-- Problem to work on --
In the records below, find the line with "example [(1099, 6)]" and repeat exactly every line from it through the line with "Target: red neckerchief". Pictures stay out.

-- Excerpted data --

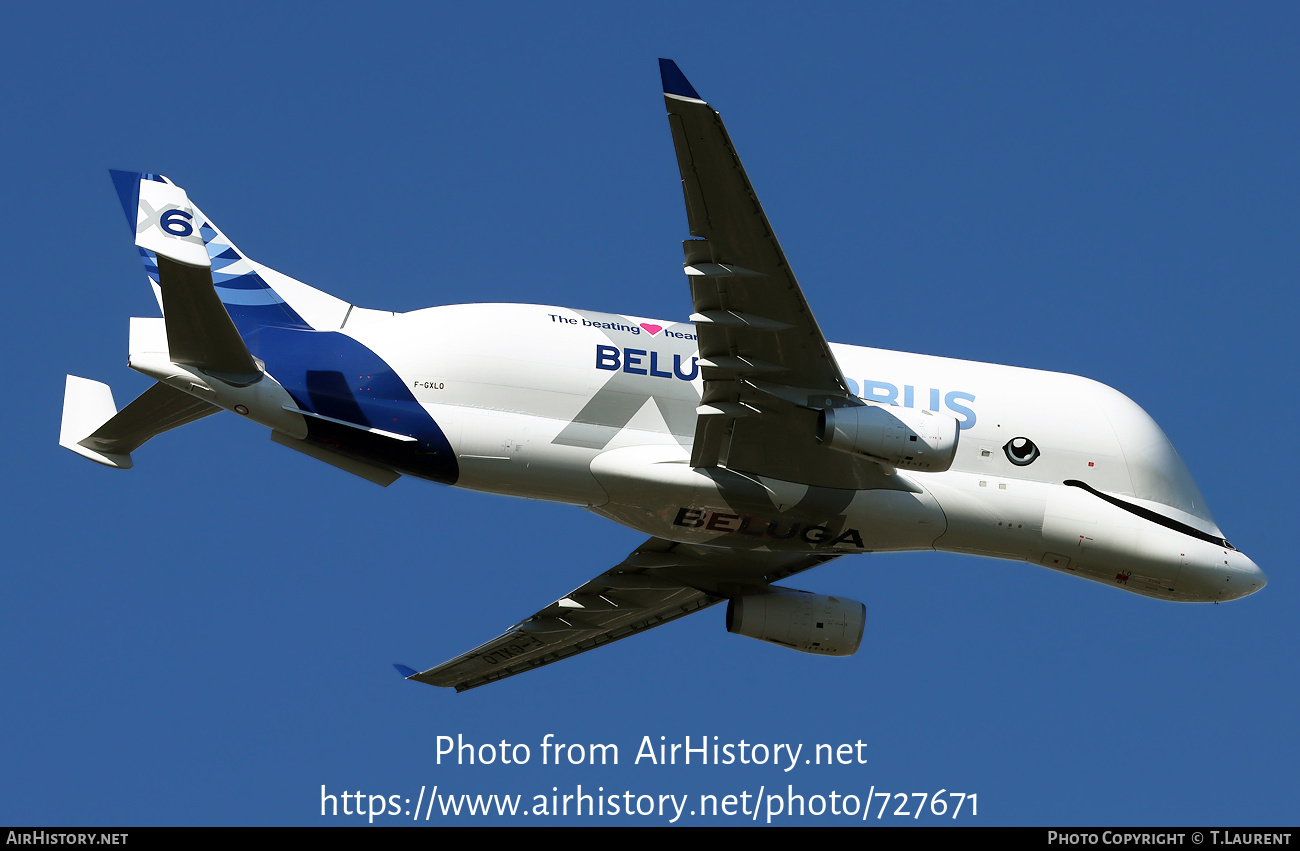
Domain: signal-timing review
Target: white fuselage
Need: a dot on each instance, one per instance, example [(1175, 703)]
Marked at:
[(599, 411)]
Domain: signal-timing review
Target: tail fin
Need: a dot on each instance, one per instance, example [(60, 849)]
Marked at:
[(252, 294), (165, 220)]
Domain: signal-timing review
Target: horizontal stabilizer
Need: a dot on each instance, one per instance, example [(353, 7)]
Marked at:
[(381, 476), (94, 428)]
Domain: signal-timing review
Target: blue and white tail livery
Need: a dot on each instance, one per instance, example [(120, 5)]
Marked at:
[(746, 446)]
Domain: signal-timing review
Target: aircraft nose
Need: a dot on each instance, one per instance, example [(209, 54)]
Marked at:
[(1240, 577), (1252, 577)]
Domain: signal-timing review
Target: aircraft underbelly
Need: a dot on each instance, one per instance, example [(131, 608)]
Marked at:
[(654, 489)]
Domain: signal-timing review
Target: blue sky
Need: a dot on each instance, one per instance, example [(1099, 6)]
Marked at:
[(207, 638)]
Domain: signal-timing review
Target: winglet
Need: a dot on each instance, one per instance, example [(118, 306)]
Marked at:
[(675, 82)]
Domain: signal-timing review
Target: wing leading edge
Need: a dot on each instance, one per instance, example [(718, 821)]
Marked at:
[(767, 368)]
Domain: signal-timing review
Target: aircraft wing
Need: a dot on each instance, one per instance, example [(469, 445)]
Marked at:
[(659, 582), (766, 365)]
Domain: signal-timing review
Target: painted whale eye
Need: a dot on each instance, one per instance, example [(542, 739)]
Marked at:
[(1021, 451)]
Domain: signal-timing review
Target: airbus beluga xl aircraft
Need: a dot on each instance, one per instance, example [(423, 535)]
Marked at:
[(745, 444)]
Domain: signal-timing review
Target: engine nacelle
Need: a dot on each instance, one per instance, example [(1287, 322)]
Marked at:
[(798, 620), (901, 437)]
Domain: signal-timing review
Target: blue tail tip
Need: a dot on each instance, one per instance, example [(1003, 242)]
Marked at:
[(675, 82)]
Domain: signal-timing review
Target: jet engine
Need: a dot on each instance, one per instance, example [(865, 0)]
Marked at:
[(798, 620), (898, 437)]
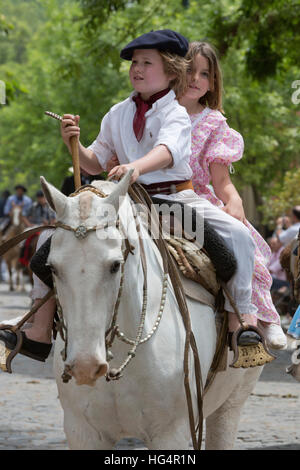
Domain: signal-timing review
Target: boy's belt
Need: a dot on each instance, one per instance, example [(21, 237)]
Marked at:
[(168, 187)]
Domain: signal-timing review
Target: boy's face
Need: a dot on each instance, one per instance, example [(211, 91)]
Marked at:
[(198, 78), (147, 74)]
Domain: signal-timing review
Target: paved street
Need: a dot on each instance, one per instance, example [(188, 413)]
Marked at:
[(31, 416)]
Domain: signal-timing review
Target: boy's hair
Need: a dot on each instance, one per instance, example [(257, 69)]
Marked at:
[(175, 65), (213, 97)]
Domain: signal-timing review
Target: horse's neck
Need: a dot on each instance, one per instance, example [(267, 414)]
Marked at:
[(132, 297)]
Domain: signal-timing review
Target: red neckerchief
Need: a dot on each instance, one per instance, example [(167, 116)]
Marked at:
[(142, 107)]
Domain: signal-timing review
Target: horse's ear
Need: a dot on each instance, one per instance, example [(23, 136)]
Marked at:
[(121, 190), (56, 199)]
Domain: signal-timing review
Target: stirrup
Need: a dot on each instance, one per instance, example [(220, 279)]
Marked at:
[(7, 355), (250, 356)]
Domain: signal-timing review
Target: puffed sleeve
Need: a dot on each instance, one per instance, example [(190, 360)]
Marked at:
[(175, 133), (224, 145), (103, 146)]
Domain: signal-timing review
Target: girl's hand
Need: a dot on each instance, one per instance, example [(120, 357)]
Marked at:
[(234, 207), (120, 170), (69, 127), (112, 163)]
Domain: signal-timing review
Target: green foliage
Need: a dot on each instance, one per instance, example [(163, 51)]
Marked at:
[(268, 32), (284, 197), (63, 56)]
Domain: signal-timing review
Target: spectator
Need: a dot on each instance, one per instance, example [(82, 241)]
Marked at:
[(3, 200), (40, 213), (277, 272), (19, 199), (286, 236)]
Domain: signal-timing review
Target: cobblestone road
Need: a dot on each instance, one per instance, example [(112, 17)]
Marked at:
[(31, 416)]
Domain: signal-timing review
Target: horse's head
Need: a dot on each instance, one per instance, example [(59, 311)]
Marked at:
[(86, 269), (16, 215)]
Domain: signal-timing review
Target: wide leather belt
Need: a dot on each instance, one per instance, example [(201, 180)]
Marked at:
[(167, 187)]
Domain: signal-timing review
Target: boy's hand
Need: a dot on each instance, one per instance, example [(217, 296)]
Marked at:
[(69, 127), (120, 170), (112, 163)]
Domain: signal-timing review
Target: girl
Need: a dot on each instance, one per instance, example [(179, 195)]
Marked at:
[(151, 134), (214, 147)]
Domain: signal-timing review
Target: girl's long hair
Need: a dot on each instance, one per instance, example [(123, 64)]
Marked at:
[(213, 97)]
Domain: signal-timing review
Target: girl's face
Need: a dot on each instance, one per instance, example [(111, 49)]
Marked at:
[(147, 74), (198, 78)]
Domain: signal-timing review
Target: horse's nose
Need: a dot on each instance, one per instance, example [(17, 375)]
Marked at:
[(87, 370)]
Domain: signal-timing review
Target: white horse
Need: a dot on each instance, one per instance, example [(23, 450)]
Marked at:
[(149, 401)]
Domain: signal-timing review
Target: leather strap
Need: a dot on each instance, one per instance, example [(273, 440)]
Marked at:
[(22, 236)]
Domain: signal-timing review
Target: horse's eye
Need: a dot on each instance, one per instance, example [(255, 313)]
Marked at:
[(115, 267), (52, 268)]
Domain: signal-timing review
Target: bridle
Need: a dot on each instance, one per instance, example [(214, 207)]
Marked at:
[(113, 331), (138, 195)]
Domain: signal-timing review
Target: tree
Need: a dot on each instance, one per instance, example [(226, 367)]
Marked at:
[(268, 31)]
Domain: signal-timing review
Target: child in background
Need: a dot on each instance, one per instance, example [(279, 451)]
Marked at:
[(150, 132)]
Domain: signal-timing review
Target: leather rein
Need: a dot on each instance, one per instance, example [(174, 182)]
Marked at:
[(138, 194)]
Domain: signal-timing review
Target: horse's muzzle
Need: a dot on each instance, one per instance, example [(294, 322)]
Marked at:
[(86, 370)]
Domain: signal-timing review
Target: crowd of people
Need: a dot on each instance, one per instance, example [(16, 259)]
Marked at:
[(286, 231)]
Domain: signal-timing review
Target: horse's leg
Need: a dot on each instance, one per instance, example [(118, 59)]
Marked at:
[(222, 425)]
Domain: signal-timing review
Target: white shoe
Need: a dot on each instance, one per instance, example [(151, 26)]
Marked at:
[(274, 335)]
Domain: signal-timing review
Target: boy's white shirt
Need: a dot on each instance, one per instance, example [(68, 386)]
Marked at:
[(167, 122)]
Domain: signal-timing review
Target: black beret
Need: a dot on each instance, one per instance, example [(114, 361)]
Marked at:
[(164, 40), (20, 186)]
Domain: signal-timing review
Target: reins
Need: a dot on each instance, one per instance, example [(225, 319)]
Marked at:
[(139, 195)]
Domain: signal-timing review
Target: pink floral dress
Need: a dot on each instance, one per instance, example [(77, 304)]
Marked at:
[(213, 141)]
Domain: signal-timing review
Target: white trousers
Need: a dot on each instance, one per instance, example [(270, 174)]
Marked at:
[(238, 237)]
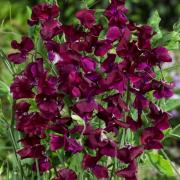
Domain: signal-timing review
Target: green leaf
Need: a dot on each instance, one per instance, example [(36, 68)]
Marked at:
[(7, 107), (176, 130), (162, 165), (154, 21), (171, 40), (4, 89), (176, 26), (171, 104)]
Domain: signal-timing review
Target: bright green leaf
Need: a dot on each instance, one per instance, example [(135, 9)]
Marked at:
[(171, 104), (4, 89), (161, 164)]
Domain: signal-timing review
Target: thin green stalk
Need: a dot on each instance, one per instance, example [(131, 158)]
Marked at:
[(166, 156), (14, 149), (37, 169)]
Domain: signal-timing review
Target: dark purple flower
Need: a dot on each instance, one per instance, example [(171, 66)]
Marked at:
[(128, 173), (66, 174), (90, 161), (30, 140), (159, 118), (47, 85), (56, 142), (22, 87), (164, 90), (145, 34), (140, 102), (34, 71), (25, 46), (100, 171), (86, 17), (102, 47), (109, 149), (88, 64), (162, 54), (44, 164), (128, 154), (115, 12), (31, 151), (43, 12), (108, 63), (113, 33), (73, 146)]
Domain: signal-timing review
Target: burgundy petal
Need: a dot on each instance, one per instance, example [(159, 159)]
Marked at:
[(100, 171)]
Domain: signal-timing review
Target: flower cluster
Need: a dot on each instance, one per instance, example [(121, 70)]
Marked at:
[(104, 77)]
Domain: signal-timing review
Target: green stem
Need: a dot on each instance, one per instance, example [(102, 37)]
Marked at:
[(14, 149), (166, 156), (37, 169)]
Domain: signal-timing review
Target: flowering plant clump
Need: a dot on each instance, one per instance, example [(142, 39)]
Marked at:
[(89, 92)]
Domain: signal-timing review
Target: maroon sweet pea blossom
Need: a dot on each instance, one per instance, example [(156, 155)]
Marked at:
[(24, 47), (66, 174), (92, 85), (43, 12), (86, 17)]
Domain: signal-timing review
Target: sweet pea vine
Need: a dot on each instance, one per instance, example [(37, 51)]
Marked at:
[(93, 91)]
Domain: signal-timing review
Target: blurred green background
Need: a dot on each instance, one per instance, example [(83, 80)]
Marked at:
[(13, 18)]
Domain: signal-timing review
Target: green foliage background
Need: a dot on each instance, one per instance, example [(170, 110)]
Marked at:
[(13, 17)]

-- Exercise output --
Need: a dot on each instance, one per instance, example [(1099, 6)]
Marked at:
[(207, 638)]
Domain: signal-timing review
Target: winglet
Need: a dot on each instance, one per instance, example [(118, 306)]
Marked at:
[(675, 82)]
Domain: signal-timing review
Target: wing leading edge
Need: a dot on each instance, one per instance, example [(718, 821)]
Marked at:
[(767, 368)]
Domain: signal-timing review
Target: aircraft wing
Need: a dot on each instance, one per instance, example [(469, 445)]
Marked at:
[(659, 582), (766, 365)]
Domain: signal-timing review
Target: painted whale eye
Need: a dot on each instance, one per instance, example [(542, 739)]
Marked at:
[(1021, 451)]
Domain: signal-timing review
Target: airbus beluga xl aircraft
Need: a dot on each instance, one per instance, example [(423, 535)]
Marked at:
[(745, 444)]
Domain: signal-timing review
Target: engine nacelle
Need: a dot on each instance, one per instance, example [(1287, 322)]
Marked at:
[(798, 620), (901, 437)]
Domain: signal-timing review
Target: blue tail tip
Need: a dot on each instance, one per instance, example [(1003, 242)]
Marked at:
[(675, 82)]
Domain: signal-timing review
Target: jet engine
Need: a dot on each instance, one per instance, example [(865, 0)]
Marked at:
[(798, 620), (898, 437)]
Domain: signal-timing review
Target: boy's belt
Need: a dot on each instance, one per instance, example [(21, 237)]
Marked at:
[(168, 187)]
Domain: signal-timing review
Target: boy's face
Need: a dot on each instance, one per instance, example [(211, 91)]
Marked at:
[(198, 78), (147, 74)]
Domain: signal-timing review
Target: paved street
Need: a dot on each instance, one per instance, example [(188, 413)]
Marked at:
[(31, 416)]
Domain: signal-timing review
Target: boy's hair
Need: a dot on each instance, one per instance, example [(257, 69)]
Marked at:
[(175, 65), (213, 97)]
Domain: signal-timing review
Target: horse's neck
Need: a dot on each instance, one per instance, example [(267, 414)]
Marked at:
[(132, 297)]
Domain: signal-timing review
Target: red neckerchief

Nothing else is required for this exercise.